[Records]
-- start --

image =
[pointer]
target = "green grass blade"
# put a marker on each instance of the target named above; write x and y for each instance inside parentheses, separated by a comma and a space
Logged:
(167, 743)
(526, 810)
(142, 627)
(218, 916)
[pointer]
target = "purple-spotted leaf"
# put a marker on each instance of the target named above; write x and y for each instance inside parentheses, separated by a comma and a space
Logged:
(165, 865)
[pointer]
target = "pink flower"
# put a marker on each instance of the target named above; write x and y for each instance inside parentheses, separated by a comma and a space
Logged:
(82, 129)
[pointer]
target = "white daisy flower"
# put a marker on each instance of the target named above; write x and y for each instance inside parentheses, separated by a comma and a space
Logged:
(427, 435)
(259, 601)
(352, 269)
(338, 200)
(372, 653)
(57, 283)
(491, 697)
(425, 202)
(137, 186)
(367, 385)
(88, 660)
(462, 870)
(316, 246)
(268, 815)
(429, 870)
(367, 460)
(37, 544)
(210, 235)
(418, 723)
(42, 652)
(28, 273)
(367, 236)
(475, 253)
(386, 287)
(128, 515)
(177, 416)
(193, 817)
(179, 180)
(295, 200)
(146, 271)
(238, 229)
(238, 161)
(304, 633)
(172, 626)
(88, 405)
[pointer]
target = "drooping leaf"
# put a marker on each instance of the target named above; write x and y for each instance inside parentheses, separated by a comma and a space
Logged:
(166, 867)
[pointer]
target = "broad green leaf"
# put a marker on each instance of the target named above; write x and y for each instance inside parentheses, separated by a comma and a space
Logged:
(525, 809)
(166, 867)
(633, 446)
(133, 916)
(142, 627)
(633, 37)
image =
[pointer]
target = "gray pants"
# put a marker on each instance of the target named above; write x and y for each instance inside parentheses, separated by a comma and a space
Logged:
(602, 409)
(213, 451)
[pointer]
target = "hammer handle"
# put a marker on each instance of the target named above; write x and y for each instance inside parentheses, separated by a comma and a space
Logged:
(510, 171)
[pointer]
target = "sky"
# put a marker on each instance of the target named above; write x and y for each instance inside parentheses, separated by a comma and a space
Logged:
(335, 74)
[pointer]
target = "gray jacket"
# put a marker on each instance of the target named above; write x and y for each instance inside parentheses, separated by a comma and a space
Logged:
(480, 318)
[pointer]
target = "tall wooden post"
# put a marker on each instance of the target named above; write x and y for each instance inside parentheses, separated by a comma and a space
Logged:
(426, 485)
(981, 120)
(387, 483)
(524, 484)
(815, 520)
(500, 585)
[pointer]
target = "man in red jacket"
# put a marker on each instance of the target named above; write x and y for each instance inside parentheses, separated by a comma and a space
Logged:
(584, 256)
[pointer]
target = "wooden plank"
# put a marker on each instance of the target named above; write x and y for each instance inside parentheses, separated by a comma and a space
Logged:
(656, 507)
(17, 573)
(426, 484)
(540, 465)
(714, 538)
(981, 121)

-- end --

WHAT THE TASK ASKS: Transcribe all entries exactly as they are given.

TASK SOLUTION:
image =
[pointer]
target = "green grass blade"
# put a marker on each instance of the target named above; write x and y for each instance inside parentheses, separated by a comma and a space
Logged:
(167, 743)
(526, 810)
(142, 627)
(218, 916)
[pointer]
target = "purple-spotted leaf"
# put a marker on each instance of the target named above; write x and y for each instance inside parentheses, separated by a comma and a space
Logged:
(165, 865)
[pointer]
target = "pink flower"
# put a marker on each instance of the target named above; write x and y for each instance inside parentheses, separated by a comma and a space
Logged:
(82, 129)
[pointer]
target = "white daisy flower"
# put a marker on each instance of the target named above; write x and y for each instance inside parentheses, separated by a comma and a space
Logged:
(427, 435)
(259, 601)
(352, 269)
(338, 200)
(372, 653)
(57, 283)
(491, 697)
(425, 202)
(137, 186)
(367, 385)
(88, 660)
(462, 870)
(316, 246)
(268, 815)
(429, 870)
(367, 460)
(37, 544)
(210, 235)
(418, 723)
(42, 652)
(28, 273)
(367, 236)
(475, 253)
(386, 287)
(128, 515)
(177, 416)
(193, 817)
(179, 180)
(295, 200)
(146, 271)
(238, 229)
(238, 161)
(304, 633)
(172, 626)
(88, 405)
[pointer]
target = "drooping leaf"
# put a marker on each instance of the target named above; write x and y for each instance inside parentheses, separated by a comma and a space
Logged:
(166, 867)
[pointer]
target = "broad green leaf"
# put a marker on each instance of the target named above; write x and y for each instance inside parentheses, separated by a comma and a space
Logged:
(525, 809)
(166, 867)
(633, 446)
(133, 916)
(142, 627)
(633, 37)
image =
[pointer]
target = "gray pants"
# put a marker on each instance of the target named above; write x and y for each instance inside parentheses, separated by a comma and a space
Logged:
(602, 409)
(213, 451)
[pointer]
target = "hammer handle"
# put a marker on each instance of the target named above; write x and y for each instance inside parentheses, separated by a comma and a space
Logged:
(510, 171)
[pointer]
target = "sky"
# put a marker on each instance of the target named above; write x and y for each instance inside parentheses, separated by a comma and a space
Logged:
(335, 74)
[pointer]
target = "gray jacket"
# put a marker on each instance of the target named above; write x and y for each instance inside parentheses, separated by a comma and a space
Logged:
(480, 318)
[pointer]
target = "tall wooden post"
# put a marker on each instance of the target named above; write x and y for each instance inside parentheses, separated by a comma and a space
Logged:
(426, 485)
(981, 120)
(387, 483)
(524, 484)
(815, 520)
(500, 585)
[pointer]
target = "man in red jacket"
# put a marker on each instance of the target named above; write x and y for each instance inside parentheses, separated by a comma and a space
Logged:
(584, 256)
[pointer]
target = "wooden plank"
# put a marker on each instance of the target named above; write x and y for each instance inside parentheses, separated by a comma and a space
Logged:
(656, 507)
(17, 573)
(426, 484)
(540, 465)
(714, 538)
(981, 121)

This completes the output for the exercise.